▸ Data under study:
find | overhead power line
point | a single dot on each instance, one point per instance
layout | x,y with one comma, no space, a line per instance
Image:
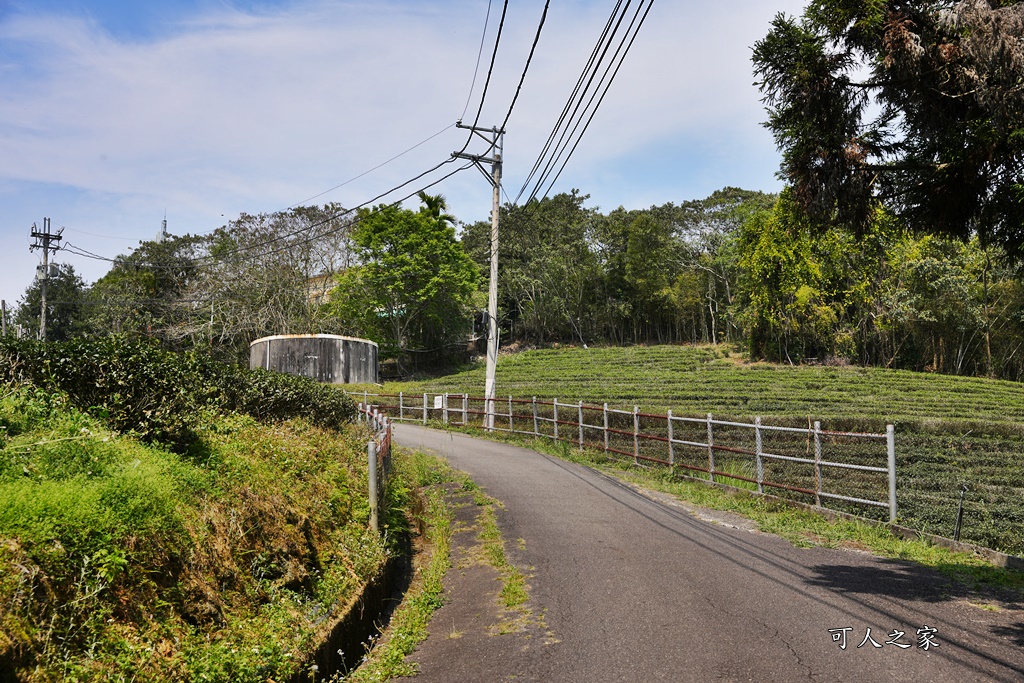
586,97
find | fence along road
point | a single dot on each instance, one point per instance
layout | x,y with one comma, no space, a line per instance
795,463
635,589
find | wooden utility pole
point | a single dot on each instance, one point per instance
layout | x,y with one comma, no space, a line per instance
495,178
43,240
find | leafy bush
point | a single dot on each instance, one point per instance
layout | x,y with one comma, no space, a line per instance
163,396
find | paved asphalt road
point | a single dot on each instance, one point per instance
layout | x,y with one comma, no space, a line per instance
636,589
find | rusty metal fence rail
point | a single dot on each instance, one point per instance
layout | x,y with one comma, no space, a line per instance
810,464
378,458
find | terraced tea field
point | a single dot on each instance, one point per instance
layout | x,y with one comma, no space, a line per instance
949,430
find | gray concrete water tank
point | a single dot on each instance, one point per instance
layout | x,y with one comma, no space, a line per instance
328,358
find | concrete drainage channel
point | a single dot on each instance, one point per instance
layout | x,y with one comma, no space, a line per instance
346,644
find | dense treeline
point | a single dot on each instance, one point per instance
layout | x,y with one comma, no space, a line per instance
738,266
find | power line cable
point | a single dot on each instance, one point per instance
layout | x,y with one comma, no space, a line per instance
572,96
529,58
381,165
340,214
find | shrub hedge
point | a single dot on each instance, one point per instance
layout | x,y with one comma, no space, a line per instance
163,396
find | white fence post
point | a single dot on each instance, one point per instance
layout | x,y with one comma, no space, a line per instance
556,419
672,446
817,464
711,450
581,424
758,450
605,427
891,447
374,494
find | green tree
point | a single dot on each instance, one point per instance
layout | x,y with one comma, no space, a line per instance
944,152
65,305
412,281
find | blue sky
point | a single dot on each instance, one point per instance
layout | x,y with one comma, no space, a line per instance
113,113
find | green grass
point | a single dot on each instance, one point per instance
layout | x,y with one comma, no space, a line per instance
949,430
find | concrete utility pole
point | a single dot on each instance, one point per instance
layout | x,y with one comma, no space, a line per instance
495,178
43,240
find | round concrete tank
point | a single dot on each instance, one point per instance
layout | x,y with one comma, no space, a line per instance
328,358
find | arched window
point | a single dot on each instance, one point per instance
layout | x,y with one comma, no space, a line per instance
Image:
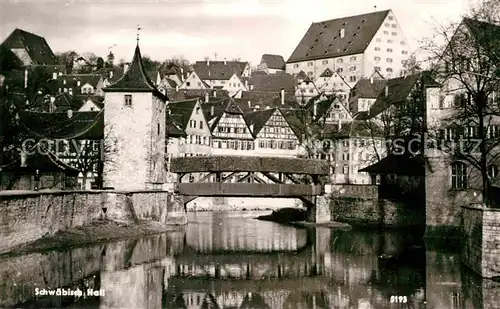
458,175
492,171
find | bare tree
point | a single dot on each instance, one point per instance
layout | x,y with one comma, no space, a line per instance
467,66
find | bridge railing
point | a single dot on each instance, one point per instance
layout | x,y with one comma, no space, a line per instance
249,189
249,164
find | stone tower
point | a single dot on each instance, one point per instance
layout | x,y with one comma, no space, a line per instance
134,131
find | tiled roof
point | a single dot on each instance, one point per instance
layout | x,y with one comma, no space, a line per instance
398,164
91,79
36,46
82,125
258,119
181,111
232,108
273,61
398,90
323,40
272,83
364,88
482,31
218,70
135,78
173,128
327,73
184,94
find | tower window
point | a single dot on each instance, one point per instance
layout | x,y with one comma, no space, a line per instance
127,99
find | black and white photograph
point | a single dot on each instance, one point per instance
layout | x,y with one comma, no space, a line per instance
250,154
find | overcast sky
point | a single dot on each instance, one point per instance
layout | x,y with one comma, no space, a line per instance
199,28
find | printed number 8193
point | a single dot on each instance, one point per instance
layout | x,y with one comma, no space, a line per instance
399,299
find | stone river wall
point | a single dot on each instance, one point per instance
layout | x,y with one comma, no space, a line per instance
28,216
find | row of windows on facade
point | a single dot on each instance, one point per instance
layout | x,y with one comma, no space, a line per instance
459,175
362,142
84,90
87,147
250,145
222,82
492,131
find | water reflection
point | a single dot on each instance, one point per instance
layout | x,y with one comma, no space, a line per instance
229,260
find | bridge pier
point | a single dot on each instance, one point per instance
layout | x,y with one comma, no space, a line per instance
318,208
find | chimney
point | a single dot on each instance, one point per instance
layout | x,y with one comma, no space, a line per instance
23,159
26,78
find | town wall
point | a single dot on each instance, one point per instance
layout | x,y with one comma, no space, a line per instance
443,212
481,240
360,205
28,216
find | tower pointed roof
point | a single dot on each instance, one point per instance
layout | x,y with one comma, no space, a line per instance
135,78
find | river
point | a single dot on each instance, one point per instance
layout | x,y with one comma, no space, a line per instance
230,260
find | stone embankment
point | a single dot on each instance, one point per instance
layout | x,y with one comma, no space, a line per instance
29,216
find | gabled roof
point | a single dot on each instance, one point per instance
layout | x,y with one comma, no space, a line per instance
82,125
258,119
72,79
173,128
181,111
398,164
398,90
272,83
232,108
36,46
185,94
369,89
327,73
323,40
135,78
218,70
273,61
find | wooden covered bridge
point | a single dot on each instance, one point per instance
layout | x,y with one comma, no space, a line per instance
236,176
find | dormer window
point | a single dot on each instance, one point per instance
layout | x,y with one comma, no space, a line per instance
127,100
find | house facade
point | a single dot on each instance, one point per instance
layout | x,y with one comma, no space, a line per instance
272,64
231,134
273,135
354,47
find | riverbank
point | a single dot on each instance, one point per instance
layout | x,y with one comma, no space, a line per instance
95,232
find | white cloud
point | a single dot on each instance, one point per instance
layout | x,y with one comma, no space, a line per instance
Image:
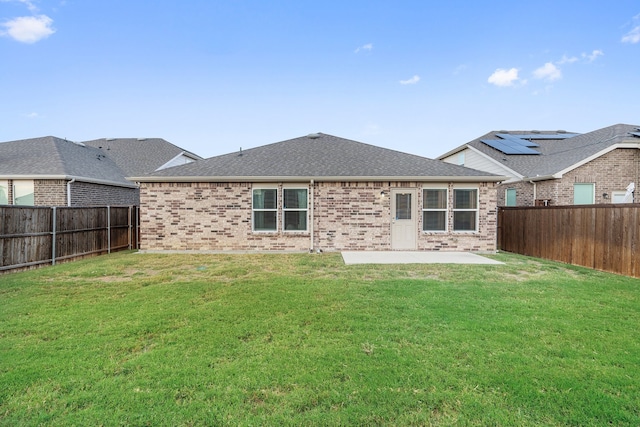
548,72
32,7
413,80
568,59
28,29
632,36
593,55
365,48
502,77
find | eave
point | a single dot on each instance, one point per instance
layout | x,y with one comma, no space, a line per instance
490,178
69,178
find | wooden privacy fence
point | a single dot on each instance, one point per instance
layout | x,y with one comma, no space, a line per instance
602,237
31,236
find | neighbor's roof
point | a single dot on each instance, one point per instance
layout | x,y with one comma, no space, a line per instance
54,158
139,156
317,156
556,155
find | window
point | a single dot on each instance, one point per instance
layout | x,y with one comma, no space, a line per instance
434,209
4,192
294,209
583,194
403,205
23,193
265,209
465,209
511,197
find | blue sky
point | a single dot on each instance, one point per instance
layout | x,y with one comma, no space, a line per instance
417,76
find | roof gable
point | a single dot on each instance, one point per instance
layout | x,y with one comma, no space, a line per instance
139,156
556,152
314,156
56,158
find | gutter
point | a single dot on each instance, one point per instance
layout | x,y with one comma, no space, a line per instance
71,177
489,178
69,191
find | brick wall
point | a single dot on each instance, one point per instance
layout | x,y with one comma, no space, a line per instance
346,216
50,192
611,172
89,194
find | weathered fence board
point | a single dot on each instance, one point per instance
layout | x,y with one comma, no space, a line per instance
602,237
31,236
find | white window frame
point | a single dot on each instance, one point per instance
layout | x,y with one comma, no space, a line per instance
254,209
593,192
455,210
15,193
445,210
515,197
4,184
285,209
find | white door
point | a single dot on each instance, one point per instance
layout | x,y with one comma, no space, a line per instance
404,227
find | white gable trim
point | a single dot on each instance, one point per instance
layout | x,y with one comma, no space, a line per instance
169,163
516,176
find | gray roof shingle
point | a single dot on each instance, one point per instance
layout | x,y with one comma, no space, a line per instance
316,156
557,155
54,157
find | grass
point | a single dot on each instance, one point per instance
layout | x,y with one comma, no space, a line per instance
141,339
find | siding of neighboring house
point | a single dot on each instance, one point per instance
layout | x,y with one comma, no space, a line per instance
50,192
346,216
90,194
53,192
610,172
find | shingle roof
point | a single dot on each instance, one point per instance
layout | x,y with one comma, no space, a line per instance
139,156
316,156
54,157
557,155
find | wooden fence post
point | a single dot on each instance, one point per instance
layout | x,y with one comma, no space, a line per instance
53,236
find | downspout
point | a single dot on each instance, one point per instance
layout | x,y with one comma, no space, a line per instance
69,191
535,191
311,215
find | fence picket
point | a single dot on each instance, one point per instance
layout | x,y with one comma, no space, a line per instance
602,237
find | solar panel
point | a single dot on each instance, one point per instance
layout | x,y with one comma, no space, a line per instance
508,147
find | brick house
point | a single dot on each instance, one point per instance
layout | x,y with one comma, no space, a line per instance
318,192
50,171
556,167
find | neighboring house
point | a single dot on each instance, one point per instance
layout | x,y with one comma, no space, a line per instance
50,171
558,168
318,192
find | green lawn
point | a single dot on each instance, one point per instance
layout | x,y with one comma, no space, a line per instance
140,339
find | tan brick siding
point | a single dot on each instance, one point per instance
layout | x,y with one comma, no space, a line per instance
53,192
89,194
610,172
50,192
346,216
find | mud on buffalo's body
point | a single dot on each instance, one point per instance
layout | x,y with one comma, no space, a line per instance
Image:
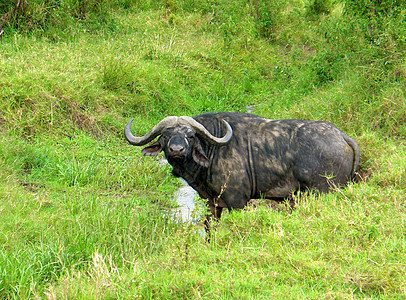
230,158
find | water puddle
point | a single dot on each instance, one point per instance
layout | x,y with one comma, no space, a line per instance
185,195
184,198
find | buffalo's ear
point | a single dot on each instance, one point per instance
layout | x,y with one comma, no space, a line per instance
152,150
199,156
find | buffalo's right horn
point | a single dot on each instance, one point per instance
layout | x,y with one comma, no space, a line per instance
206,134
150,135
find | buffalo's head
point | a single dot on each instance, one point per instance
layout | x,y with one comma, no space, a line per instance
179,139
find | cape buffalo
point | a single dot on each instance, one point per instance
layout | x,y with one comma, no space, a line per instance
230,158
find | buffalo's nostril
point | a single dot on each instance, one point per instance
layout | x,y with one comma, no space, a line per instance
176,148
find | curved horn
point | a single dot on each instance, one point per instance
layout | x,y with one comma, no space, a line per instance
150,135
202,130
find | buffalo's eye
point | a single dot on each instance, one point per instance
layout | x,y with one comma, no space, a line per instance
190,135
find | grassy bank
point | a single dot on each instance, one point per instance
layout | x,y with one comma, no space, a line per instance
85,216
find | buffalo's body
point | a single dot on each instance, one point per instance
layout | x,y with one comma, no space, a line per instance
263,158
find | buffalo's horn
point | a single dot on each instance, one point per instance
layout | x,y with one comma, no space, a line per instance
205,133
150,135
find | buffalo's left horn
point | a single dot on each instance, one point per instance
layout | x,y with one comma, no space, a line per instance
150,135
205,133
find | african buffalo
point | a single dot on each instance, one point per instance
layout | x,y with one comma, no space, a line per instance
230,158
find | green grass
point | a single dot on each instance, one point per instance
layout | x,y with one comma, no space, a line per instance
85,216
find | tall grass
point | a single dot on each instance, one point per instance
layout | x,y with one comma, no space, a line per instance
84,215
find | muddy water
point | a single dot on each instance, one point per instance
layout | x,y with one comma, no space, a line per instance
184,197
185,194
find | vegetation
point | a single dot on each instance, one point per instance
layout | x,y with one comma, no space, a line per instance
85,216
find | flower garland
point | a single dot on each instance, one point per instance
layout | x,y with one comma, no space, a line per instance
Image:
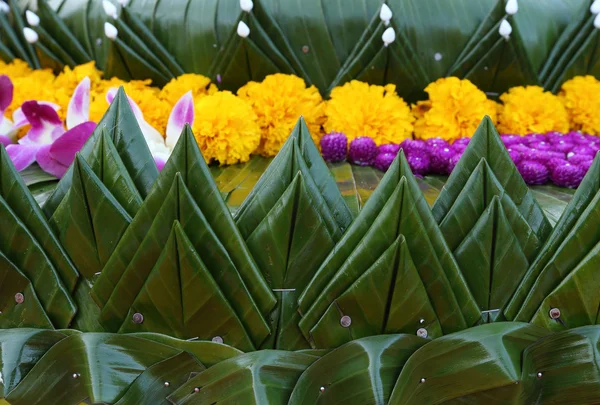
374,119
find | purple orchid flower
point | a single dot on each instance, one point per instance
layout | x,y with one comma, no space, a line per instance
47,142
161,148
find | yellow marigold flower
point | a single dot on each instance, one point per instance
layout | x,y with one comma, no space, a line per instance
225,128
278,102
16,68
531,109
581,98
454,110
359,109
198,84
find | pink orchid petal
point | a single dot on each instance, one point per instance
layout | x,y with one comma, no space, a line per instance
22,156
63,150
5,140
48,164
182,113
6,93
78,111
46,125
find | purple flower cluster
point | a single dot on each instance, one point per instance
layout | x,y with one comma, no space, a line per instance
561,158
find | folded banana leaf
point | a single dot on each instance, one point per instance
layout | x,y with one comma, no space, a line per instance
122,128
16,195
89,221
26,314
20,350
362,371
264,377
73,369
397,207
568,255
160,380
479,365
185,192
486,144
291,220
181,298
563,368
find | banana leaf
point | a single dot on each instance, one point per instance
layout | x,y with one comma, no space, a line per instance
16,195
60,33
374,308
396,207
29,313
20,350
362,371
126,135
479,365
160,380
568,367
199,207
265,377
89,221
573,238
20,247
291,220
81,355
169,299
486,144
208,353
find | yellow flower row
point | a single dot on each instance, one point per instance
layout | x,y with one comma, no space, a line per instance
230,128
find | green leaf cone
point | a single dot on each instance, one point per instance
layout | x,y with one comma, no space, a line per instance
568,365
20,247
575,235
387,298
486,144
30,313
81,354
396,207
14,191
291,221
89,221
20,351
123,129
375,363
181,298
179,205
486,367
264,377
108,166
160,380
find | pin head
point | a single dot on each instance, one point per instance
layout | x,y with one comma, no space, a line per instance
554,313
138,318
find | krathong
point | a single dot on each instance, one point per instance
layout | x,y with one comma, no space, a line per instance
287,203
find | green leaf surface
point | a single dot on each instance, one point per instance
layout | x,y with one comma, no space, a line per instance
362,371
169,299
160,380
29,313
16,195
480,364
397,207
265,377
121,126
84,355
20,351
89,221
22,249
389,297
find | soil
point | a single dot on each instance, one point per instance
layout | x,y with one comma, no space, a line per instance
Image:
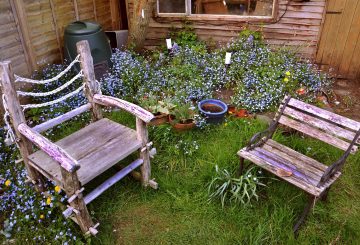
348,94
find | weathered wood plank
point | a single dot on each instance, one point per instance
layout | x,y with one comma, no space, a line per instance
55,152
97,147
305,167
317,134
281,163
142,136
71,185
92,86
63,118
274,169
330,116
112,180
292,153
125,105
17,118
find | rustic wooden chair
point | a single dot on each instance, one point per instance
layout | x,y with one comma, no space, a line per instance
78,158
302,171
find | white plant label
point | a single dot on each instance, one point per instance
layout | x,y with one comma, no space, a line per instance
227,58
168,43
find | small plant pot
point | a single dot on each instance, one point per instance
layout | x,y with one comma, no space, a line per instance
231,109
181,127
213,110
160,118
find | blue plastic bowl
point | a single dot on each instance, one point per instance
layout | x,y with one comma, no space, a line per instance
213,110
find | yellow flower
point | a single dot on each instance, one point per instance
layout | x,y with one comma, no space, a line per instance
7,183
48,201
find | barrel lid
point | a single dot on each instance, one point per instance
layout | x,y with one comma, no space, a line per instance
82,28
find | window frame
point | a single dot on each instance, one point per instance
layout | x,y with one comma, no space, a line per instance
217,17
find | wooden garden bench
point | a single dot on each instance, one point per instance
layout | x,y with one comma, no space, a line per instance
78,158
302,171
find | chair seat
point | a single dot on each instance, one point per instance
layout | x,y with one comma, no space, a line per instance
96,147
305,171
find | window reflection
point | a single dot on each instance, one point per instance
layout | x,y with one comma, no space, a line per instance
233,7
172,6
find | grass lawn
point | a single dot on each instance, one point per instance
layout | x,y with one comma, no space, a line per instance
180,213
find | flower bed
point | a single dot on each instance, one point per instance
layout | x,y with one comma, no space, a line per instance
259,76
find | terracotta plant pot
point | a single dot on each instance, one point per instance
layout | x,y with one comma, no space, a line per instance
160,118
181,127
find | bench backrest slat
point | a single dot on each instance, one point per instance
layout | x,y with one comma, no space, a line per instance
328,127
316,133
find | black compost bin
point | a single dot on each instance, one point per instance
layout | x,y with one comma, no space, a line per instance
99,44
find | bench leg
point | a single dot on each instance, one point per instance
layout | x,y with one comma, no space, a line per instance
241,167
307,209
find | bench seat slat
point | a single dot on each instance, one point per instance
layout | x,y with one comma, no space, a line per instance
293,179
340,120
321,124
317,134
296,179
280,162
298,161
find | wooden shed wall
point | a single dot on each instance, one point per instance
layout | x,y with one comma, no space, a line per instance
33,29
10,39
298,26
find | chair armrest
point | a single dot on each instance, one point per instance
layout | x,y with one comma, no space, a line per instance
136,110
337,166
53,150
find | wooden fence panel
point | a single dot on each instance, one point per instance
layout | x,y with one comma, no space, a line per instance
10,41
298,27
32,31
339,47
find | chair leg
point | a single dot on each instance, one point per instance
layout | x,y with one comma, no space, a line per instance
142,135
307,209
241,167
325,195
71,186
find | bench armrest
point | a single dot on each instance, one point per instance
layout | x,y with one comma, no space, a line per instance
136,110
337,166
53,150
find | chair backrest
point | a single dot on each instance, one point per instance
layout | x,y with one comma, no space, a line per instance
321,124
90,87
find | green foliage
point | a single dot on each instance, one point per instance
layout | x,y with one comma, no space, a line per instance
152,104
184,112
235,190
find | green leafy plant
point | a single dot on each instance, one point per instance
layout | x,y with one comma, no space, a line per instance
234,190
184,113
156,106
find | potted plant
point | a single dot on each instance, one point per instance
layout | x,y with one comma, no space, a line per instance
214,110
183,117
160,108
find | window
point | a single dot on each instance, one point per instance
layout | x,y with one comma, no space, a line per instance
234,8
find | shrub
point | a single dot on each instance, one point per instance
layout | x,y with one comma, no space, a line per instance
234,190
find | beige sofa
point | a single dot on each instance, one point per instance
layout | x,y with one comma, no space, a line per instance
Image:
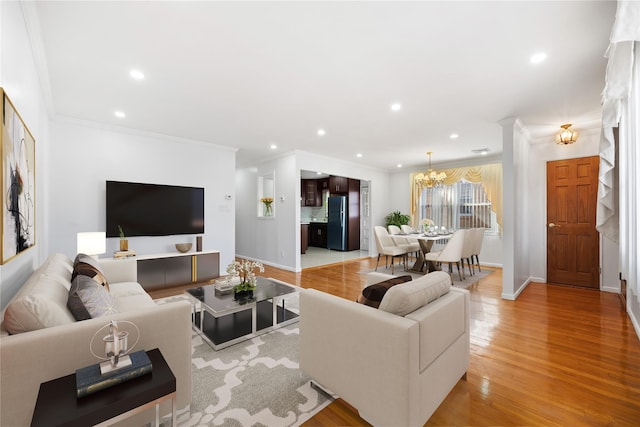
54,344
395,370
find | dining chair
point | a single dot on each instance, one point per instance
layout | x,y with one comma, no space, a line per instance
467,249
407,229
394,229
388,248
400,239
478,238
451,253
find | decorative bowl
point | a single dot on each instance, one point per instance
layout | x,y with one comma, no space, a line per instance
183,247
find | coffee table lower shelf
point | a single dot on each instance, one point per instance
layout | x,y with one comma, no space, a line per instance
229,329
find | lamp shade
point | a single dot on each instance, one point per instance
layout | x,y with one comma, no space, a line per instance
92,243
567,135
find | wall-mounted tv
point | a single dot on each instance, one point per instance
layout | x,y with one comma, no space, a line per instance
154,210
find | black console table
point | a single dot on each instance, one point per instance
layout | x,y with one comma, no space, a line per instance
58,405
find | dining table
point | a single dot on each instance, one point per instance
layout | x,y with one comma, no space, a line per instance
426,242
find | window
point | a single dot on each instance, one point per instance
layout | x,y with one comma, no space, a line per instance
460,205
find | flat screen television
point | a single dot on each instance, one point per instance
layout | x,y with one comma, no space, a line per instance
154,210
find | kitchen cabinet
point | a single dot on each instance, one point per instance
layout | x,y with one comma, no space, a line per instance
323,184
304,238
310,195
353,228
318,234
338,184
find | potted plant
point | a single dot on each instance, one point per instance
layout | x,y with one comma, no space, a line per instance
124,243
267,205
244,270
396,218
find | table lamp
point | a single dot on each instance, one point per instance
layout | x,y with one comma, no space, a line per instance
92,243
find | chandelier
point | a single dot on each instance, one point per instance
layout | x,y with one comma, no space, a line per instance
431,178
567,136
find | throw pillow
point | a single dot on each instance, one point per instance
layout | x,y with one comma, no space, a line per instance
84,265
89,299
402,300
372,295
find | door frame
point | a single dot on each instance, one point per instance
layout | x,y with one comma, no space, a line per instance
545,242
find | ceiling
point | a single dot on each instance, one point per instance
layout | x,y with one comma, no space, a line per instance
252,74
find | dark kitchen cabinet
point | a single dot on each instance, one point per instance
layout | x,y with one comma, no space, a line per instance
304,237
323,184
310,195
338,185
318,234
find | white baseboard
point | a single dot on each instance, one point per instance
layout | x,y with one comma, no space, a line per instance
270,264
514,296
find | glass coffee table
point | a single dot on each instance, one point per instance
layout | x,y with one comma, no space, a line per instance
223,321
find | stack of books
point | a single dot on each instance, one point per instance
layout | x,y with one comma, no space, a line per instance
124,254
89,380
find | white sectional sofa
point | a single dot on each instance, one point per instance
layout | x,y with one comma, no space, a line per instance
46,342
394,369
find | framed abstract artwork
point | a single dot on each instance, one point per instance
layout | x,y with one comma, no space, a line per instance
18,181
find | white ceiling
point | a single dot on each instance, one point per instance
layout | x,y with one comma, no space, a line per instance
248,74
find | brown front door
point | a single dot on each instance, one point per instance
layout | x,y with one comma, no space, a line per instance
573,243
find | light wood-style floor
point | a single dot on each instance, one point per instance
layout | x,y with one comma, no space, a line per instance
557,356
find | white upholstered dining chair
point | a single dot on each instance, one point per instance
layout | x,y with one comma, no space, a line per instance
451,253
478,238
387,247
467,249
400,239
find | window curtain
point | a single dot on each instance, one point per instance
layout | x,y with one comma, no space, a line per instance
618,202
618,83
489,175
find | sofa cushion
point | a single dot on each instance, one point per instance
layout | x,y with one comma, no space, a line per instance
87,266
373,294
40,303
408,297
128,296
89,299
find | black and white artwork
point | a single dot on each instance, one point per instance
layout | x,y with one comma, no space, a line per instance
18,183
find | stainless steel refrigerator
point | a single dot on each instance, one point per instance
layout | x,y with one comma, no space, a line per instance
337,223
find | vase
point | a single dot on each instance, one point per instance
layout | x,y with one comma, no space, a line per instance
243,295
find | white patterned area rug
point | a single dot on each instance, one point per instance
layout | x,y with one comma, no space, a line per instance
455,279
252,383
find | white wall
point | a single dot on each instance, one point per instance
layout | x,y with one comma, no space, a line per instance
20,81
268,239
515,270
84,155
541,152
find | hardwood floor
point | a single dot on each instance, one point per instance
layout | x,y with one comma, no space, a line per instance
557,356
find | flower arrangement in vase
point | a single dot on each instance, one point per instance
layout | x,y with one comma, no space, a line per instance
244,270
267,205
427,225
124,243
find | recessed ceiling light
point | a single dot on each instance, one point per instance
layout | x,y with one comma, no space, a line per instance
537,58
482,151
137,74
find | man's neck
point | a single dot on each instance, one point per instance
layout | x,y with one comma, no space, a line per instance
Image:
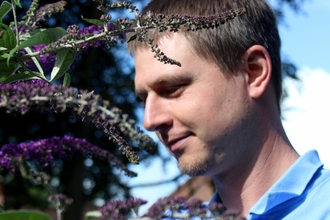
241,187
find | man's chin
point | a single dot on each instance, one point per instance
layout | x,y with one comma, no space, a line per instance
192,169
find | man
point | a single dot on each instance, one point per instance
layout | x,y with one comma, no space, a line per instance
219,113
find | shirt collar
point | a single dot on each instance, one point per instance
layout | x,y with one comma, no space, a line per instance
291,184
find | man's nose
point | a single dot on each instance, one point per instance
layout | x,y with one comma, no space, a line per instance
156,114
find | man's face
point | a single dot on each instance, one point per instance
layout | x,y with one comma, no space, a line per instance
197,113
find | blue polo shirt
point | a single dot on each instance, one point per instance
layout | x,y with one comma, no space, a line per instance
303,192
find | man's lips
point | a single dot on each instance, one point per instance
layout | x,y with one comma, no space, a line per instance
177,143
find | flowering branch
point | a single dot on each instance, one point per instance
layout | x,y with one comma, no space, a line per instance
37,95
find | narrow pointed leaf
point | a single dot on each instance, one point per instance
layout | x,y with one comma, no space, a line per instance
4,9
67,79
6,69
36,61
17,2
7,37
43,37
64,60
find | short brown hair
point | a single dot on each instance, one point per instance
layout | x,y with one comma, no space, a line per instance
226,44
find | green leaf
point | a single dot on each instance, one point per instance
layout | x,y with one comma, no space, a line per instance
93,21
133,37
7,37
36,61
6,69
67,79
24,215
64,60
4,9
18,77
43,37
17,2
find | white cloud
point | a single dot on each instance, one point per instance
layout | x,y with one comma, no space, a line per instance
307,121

▸ Task description: Copy out all lines from the material above that contain the string "door".

▸ Task answer:
find | white door
find | door frame
find | brown front door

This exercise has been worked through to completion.